+++ Information shown +++
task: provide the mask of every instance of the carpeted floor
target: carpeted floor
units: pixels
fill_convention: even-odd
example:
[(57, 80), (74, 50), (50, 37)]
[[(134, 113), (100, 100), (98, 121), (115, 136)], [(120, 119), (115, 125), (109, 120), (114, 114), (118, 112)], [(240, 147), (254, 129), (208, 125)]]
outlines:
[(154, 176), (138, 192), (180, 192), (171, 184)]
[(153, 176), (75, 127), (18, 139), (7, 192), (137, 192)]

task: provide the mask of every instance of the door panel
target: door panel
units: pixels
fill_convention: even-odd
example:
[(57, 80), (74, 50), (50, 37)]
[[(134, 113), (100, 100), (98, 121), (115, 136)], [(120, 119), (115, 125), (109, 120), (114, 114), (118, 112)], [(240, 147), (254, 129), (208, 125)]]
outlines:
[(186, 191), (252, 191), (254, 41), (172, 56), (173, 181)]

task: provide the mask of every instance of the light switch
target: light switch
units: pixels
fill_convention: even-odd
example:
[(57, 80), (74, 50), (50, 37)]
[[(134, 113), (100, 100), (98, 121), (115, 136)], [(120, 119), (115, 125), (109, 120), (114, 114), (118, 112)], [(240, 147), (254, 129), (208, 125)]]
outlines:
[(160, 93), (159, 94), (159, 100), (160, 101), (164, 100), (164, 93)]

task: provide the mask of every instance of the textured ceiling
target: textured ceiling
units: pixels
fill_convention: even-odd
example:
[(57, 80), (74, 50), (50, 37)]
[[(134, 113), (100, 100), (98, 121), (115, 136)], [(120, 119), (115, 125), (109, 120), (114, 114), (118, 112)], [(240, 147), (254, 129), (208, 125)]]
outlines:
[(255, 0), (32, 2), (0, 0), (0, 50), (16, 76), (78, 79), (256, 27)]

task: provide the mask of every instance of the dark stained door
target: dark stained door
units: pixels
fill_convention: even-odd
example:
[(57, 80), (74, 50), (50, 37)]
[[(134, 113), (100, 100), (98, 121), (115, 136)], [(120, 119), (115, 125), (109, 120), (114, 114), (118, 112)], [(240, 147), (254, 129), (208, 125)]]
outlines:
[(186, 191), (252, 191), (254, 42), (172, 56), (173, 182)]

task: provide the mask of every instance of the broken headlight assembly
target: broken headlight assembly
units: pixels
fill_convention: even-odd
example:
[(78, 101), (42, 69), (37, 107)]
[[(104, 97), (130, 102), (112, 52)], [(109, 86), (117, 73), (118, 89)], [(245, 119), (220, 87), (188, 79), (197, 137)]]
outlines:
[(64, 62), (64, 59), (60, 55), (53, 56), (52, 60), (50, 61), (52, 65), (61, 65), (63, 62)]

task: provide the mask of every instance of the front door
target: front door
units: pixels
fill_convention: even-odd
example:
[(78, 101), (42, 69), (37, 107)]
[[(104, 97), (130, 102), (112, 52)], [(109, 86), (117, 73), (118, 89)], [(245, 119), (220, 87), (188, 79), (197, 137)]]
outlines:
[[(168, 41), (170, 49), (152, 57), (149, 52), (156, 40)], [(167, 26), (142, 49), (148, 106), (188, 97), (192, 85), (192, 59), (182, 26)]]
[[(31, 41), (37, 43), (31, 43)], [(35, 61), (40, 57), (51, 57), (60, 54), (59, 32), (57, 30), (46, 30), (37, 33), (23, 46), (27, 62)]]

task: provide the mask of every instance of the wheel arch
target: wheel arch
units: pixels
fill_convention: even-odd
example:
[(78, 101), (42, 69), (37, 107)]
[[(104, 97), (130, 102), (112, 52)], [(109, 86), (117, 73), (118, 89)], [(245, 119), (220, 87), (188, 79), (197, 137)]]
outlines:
+++
[Given exercise] Format every line of the material above as a JSON list of strings, with one string for each line and no blank lines.

[Problem solution]
[
  "task: provide the mask of every instance of the carpeted floor",
  "target: carpeted floor",
  "units: pixels",
  "fill_convention: even-odd",
  "example:",
  "[(57, 80), (74, 50), (50, 37)]",
  "[[(134, 113), (100, 100), (98, 121), (115, 136)], [(120, 119), (115, 125), (109, 120), (114, 114), (118, 112)], [(240, 147), (254, 129), (208, 125)]]",
  "outlines:",
  "[(154, 176), (138, 192), (180, 192), (171, 184)]",
  "[(153, 176), (75, 127), (18, 139), (7, 192), (137, 192)]",
  "task: provide the mask of every instance of the door panel",
  "target: door panel",
  "units: pixels",
  "fill_convention: even-odd",
  "example:",
  "[(57, 80), (74, 50), (50, 37)]",
  "[[(134, 113), (100, 100), (98, 121), (115, 136)], [(120, 119), (115, 125), (109, 120), (114, 114), (118, 112)], [(240, 147), (254, 129), (208, 125)]]",
  "outlines:",
  "[(186, 191), (252, 191), (254, 41), (172, 56), (173, 181)]",
  "task: provide the mask of every instance of the light switch",
  "target: light switch",
  "units: pixels",
  "fill_convention: even-odd",
  "example:",
  "[(57, 80), (74, 50), (50, 37)]",
  "[[(134, 113), (100, 100), (98, 121), (115, 136)], [(120, 119), (115, 125), (109, 120), (114, 114), (118, 112)], [(240, 147), (254, 129), (208, 125)]]",
  "outlines:",
  "[(160, 93), (159, 94), (159, 100), (160, 101), (164, 100), (164, 93)]",
  "task: provide the mask of every instance of the textured ceiling",
  "target: textured ceiling",
  "units: pixels",
  "fill_convention: even-odd",
  "example:",
  "[(57, 80), (74, 50), (50, 37)]",
  "[[(134, 113), (100, 100), (98, 121), (115, 136)], [(120, 119), (115, 125), (109, 120), (114, 114), (118, 112)], [(240, 147), (254, 129), (208, 125)]]",
  "outlines:",
  "[(255, 0), (32, 2), (0, 0), (0, 50), (16, 76), (78, 79), (256, 27)]",
  "task: provide the mask of every instance of the dark stained door",
  "target: dark stained door",
  "units: pixels",
  "fill_convention: even-odd",
  "example:",
  "[(57, 80), (74, 50), (50, 37)]",
  "[[(134, 113), (100, 100), (98, 121), (115, 136)], [(120, 119), (115, 125), (109, 120), (114, 114), (118, 112)], [(240, 147), (254, 129), (208, 125)]]",
  "outlines:",
  "[(186, 191), (252, 191), (254, 42), (172, 56), (173, 182)]",
  "task: provide the mask of every instance of the broken headlight assembly",
  "target: broken headlight assembly",
  "units: pixels",
  "fill_convention: even-odd",
  "example:",
  "[(78, 101), (42, 69), (37, 107)]",
  "[[(104, 97), (130, 102), (112, 52)], [(109, 86), (117, 73), (118, 89)], [(245, 119), (220, 87), (188, 79), (197, 137)]]",
  "outlines:",
  "[(64, 62), (64, 59), (60, 55), (53, 56), (52, 60), (50, 61), (52, 65), (61, 65), (63, 62)]",
  "task: provide the mask of every instance of the front door",
  "target: front door",
  "units: pixels",
  "fill_convention: even-odd",
  "example:",
  "[(78, 101), (42, 69), (37, 107)]",
  "[[(104, 97), (130, 102), (112, 52)], [(109, 86), (117, 73), (118, 89)], [(245, 119), (220, 87), (188, 79), (197, 137)]]",
  "outlines:",
  "[[(168, 41), (170, 49), (152, 57), (149, 52), (156, 40)], [(167, 26), (142, 49), (148, 106), (188, 97), (192, 85), (192, 59), (182, 26)]]",
  "[[(31, 41), (37, 43), (31, 43)], [(35, 61), (40, 57), (51, 57), (60, 54), (59, 32), (57, 30), (46, 30), (37, 33), (23, 46), (27, 62)]]",
  "task: provide the mask of every instance of the wheel arch",
  "target: wheel arch",
  "units: pixels",
  "fill_convention: even-odd",
  "example:",
  "[(78, 101), (42, 69), (37, 107)]",
  "[[(104, 97), (130, 102), (112, 52)], [(109, 86), (117, 73), (118, 89)], [(245, 119), (220, 87), (188, 79), (197, 137)]]",
  "outlines:"
]